Exercise aim —
Reproduce each of the records below word for word, keeping every line unchanged.

--- Start Listed entries ---

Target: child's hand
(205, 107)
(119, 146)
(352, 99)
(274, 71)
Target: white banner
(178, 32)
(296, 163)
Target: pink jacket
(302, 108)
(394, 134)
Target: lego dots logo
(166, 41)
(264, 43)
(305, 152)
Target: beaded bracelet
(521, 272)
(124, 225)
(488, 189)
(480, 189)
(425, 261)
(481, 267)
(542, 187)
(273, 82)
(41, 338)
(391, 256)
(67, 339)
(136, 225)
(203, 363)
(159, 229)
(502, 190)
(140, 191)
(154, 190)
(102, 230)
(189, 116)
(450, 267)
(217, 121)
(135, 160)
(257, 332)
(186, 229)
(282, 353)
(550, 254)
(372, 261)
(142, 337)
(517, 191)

--- End Listed entries ---

Full answer —
Target: child's hand
(205, 107)
(119, 146)
(352, 99)
(274, 71)
Target: white banner
(178, 32)
(296, 163)
Target: pink jacket
(302, 108)
(394, 134)
Target: lego dots logo
(166, 41)
(264, 43)
(305, 152)
Target: beaded bracelet
(521, 272)
(124, 225)
(488, 189)
(480, 189)
(425, 261)
(481, 267)
(542, 187)
(273, 82)
(41, 338)
(391, 256)
(67, 339)
(136, 225)
(203, 363)
(159, 229)
(502, 190)
(140, 191)
(154, 190)
(102, 230)
(189, 116)
(450, 267)
(217, 121)
(135, 160)
(257, 332)
(186, 229)
(282, 353)
(550, 254)
(372, 261)
(142, 337)
(517, 191)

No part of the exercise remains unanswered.